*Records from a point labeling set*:
________________________________________

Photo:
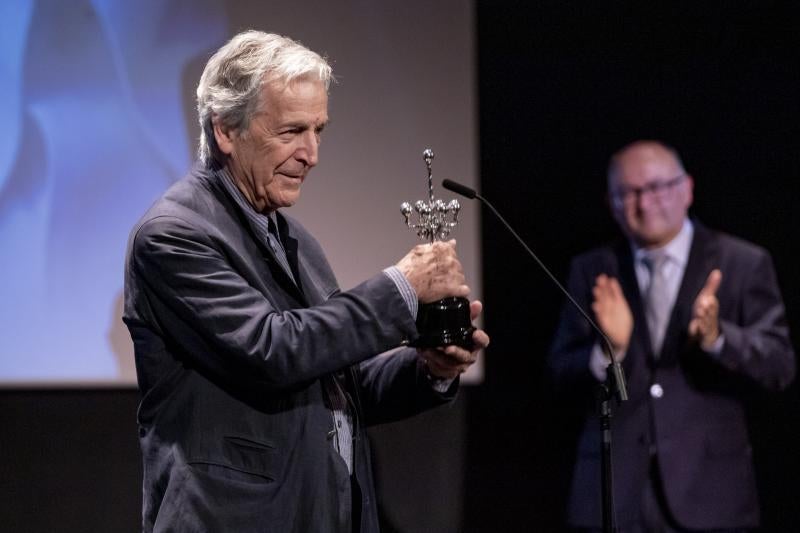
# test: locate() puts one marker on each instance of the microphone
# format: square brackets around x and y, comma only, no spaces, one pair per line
[617,376]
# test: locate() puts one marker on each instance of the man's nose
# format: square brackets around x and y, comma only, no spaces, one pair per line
[308,151]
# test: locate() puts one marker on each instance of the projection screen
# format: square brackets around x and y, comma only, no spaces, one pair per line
[100,119]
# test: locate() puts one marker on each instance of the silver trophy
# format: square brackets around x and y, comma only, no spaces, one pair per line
[446,321]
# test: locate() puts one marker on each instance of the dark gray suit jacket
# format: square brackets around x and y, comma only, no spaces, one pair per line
[234,428]
[698,426]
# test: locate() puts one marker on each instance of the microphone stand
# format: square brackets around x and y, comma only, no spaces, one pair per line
[613,386]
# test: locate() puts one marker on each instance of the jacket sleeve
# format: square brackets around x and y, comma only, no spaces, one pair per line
[569,354]
[223,324]
[757,343]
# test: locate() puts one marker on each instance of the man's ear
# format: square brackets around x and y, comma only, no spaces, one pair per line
[223,135]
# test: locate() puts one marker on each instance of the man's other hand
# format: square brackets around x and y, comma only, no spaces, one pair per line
[434,271]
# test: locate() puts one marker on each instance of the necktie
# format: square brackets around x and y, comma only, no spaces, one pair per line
[656,299]
[277,247]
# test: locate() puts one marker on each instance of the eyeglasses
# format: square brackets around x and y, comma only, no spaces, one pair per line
[658,190]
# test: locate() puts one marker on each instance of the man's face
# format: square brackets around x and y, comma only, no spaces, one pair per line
[270,160]
[650,194]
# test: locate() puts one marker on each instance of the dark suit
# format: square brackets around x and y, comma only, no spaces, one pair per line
[697,429]
[230,355]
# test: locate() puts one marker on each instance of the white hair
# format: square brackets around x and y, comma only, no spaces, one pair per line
[230,87]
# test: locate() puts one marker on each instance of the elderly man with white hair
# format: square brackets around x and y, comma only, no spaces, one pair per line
[258,375]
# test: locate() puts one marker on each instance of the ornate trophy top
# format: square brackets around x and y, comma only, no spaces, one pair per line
[435,218]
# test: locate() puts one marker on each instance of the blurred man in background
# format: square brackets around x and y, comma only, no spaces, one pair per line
[697,319]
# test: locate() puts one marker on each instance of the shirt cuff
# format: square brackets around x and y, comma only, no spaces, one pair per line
[716,348]
[440,385]
[406,290]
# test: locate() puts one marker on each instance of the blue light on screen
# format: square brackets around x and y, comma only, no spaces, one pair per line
[95,128]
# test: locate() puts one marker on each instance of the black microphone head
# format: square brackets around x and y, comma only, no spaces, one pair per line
[457,188]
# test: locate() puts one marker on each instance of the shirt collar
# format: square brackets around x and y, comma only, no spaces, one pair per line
[677,249]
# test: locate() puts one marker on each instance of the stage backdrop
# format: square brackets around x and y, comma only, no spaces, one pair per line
[99,120]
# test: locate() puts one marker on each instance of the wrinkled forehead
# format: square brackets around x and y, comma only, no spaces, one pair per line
[642,165]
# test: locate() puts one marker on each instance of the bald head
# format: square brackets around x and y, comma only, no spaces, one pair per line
[650,192]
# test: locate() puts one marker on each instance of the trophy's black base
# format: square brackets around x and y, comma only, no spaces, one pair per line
[443,323]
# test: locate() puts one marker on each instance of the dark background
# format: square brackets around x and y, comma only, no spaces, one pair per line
[562,85]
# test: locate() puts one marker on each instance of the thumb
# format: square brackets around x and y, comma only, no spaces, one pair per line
[712,283]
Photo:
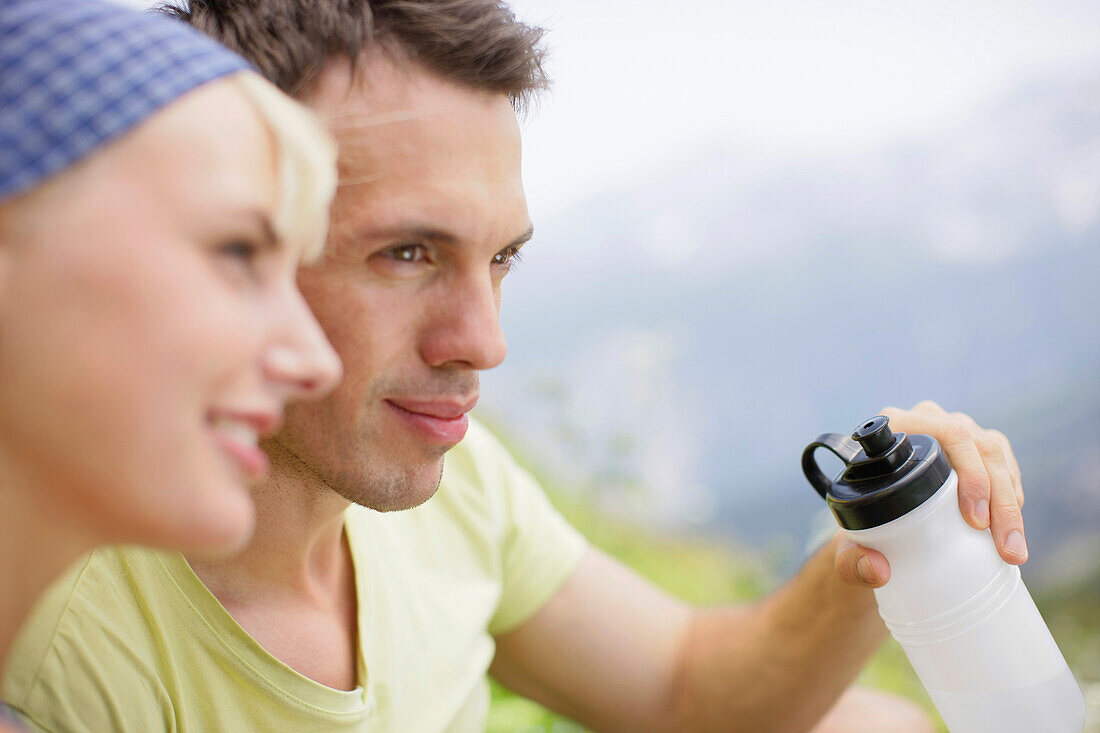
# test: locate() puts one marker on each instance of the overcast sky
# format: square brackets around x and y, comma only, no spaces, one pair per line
[638,80]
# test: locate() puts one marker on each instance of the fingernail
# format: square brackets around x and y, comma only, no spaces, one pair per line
[865,570]
[981,513]
[1014,543]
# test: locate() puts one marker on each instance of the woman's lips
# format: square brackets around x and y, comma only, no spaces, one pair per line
[252,460]
[239,437]
[443,423]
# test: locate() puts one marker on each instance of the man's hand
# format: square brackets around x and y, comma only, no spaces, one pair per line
[990,490]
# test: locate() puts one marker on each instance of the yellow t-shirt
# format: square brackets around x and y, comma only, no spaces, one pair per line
[130,639]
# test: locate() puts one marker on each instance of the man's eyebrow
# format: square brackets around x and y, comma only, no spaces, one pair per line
[526,237]
[415,231]
[263,222]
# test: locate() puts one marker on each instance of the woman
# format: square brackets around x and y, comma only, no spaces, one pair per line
[155,199]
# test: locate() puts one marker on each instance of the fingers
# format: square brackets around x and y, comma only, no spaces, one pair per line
[990,484]
[860,566]
[1007,523]
[958,444]
[1010,459]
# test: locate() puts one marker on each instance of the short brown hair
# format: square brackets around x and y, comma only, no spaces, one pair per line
[475,43]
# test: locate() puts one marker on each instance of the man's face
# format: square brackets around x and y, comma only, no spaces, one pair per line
[428,216]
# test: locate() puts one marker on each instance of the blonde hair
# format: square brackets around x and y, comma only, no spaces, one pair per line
[307,164]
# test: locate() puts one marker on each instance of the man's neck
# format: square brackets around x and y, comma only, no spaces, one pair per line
[297,548]
[293,588]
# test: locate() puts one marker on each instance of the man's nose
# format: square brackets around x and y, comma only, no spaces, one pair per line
[465,327]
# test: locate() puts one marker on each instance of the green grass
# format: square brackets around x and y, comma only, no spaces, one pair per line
[697,570]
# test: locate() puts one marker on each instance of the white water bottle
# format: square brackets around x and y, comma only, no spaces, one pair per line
[961,614]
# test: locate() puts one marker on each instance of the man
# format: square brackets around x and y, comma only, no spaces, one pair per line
[338,617]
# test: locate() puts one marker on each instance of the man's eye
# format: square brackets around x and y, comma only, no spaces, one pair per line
[407,252]
[508,256]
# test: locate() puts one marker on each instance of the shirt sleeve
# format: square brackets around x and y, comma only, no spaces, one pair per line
[540,549]
[69,674]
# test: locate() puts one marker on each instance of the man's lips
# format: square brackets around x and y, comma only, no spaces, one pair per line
[438,420]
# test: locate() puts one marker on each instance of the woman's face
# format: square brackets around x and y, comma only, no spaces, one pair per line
[151,329]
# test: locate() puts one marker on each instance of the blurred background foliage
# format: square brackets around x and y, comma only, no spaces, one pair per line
[757,222]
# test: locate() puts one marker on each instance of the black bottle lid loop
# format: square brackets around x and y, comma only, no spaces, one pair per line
[886,474]
[840,446]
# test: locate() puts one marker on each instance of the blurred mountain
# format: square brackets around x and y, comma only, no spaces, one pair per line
[675,341]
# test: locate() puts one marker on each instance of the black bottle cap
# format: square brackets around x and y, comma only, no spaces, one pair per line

________________________________________

*Objective*:
Print from the line containing "blurred background foliage" to the last line above, exactly as written.

*Problem solution*:
# test: locate() puts one marker on each instance of the blurred background foliage
# format: square brackets around x and y, comma only, no spaces, one pair per line
[757,222]
# test: locate() puts one marker on each instance of the black bottle lid loop
# format: square brackets around x and y, comma only, no spaces, one pair per line
[886,474]
[840,446]
# test: locate() puts one marker on each instance of the blurred mountain
# format: square brackets around x and y, comma only, no spaces, one pair per line
[675,341]
# test: locate() puts one marker on each instance of the black bottle cap
# format: square brackets around x and y, comma only, no spaces, one pair per line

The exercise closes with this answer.